**What to do:** Would you set down the records below word for word, starting at their first line and stopping after the line that contains "x=763 y=697"?

Coordinate labeling data:
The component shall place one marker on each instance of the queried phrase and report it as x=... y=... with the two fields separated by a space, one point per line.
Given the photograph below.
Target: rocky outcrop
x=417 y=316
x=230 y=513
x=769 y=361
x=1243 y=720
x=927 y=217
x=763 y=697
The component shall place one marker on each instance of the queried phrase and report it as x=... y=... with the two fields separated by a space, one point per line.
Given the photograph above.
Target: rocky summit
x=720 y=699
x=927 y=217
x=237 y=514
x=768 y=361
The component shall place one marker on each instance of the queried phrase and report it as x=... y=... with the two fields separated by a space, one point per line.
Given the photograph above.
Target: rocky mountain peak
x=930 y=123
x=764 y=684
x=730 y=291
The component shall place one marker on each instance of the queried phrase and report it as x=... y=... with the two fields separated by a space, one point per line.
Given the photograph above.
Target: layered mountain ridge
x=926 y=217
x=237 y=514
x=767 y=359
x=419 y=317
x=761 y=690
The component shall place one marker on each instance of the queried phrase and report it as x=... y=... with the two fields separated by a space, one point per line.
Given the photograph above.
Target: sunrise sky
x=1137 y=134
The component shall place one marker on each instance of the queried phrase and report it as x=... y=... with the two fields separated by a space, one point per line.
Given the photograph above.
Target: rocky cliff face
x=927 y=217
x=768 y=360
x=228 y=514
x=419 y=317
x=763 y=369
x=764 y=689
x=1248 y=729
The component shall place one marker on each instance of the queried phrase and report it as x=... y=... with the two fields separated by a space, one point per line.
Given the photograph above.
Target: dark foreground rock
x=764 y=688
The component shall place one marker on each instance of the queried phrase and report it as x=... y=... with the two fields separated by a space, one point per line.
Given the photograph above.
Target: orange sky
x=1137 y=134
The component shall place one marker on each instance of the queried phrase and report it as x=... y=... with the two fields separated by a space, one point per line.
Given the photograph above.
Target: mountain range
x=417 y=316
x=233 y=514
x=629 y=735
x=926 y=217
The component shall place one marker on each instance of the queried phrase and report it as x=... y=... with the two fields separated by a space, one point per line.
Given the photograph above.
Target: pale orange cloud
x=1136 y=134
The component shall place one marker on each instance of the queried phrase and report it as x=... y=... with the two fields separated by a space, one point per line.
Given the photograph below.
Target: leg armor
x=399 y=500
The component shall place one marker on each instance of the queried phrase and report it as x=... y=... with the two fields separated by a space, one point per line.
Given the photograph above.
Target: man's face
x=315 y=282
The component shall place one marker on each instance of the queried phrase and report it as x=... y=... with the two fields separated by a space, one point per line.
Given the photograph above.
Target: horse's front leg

**Output of the exercise:**
The component shall place one marker on each instance of the queried phrase and report it as x=... y=... with the two fields separated by a space, one point per line.
Given the photograph below.
Target: rocky outcrop
x=417 y=316
x=230 y=513
x=769 y=361
x=1243 y=720
x=927 y=217
x=763 y=697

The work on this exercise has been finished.